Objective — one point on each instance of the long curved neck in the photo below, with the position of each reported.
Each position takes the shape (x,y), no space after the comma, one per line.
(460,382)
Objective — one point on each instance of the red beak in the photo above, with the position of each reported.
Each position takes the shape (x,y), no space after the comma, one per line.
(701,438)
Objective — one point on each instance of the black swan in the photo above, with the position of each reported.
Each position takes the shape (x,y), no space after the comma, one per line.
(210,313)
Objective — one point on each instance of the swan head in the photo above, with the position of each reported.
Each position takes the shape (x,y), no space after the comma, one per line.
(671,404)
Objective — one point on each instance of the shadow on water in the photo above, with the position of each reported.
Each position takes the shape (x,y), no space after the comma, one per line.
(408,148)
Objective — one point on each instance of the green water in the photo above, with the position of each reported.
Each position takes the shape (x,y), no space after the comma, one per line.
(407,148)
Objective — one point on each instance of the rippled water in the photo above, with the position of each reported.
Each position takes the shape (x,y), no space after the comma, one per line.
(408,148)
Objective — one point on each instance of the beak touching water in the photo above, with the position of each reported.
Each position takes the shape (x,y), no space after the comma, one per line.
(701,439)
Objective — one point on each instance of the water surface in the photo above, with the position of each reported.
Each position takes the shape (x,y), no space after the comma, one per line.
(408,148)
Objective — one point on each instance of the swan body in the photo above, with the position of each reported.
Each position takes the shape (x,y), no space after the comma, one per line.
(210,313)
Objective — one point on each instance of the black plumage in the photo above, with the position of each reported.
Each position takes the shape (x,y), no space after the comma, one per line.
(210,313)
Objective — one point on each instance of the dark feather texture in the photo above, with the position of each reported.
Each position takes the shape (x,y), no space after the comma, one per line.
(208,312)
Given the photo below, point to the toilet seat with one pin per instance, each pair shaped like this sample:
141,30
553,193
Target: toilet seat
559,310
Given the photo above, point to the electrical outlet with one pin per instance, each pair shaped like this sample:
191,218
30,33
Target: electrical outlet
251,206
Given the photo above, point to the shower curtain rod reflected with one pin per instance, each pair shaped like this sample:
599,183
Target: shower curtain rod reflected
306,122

- - -

## What to work on
Return all of the records above line for line, changing nothing.

## Full solution
Objective — one point on each instance of the long curved neck in the photo below, with the position of each reported.
Each position takes the shape (x,y), no space after the comma, one per line.
(460,382)
Objective — one point on each instance of the red beak in the photo above, with the position of each reported.
Each position takes the shape (x,y), no space after the comma, one per line.
(701,438)
Objective — one point on each instance of the black swan in the photo above, with the position of each reported.
Each position takes the shape (x,y), no space after the comma, one per line.
(210,313)
Objective — one point on each instance of the swan head in the photo above, with the position of each reported.
Each position takes the shape (x,y), no space after the comma, one per line.
(671,404)
Objective — one point on each instance of the shadow on water in the photo above, with the position of each reported.
Each position takes the shape (x,y), no space after the comma, one per line.
(408,148)
Objective — one point on each instance of the green water in the photo above, with the position of each reported.
Each position takes the shape (x,y), no space after the comma, one per line.
(407,148)
Objective — one point on each instance of the rippled water in the photo above, with the position of each reported.
Each position takes the shape (x,y), no space after the comma, one per line.
(408,148)
Objective — one point on each instance of the beak touching water in the photo above, with the position of each reported.
Each position takes the shape (x,y), no space after the comma, one per line.
(701,439)
Objective — one point on each instance of the water surface in the photo above, with the position of each reported.
Each position takes the shape (x,y), no space after the comma, one per line.
(408,148)
Objective — one point on each instance of the swan body in the photo above, with the position of each reported.
Each position takes the shape (x,y), no space after the comma, one per line.
(210,313)
Objective — one point on each instance of the black plumage in the photo above, with the position of each reported.
Each position takes the shape (x,y), no space after the comma, one per line.
(210,313)
Objective — one point on each instance of the dark feather texture in the photo above, with the position of each reported.
Each position takes the shape (x,y), no space after the comma, one per line.
(208,312)
Given the photo below, point to the toilet seat with one pin per instance, each pair shaped like this sample:
141,30
553,193
Target: toilet seat
559,310
Given the photo above, point to the electrical outlet with one pin per instance, each pair shaped like this sample:
191,218
30,33
Target: electrical outlet
251,206
Given the photo above, point to the shower curtain rod reflected with one pin per instance, each pair shaped like this sample:
599,183
Target: shower curtain rod reflected
306,122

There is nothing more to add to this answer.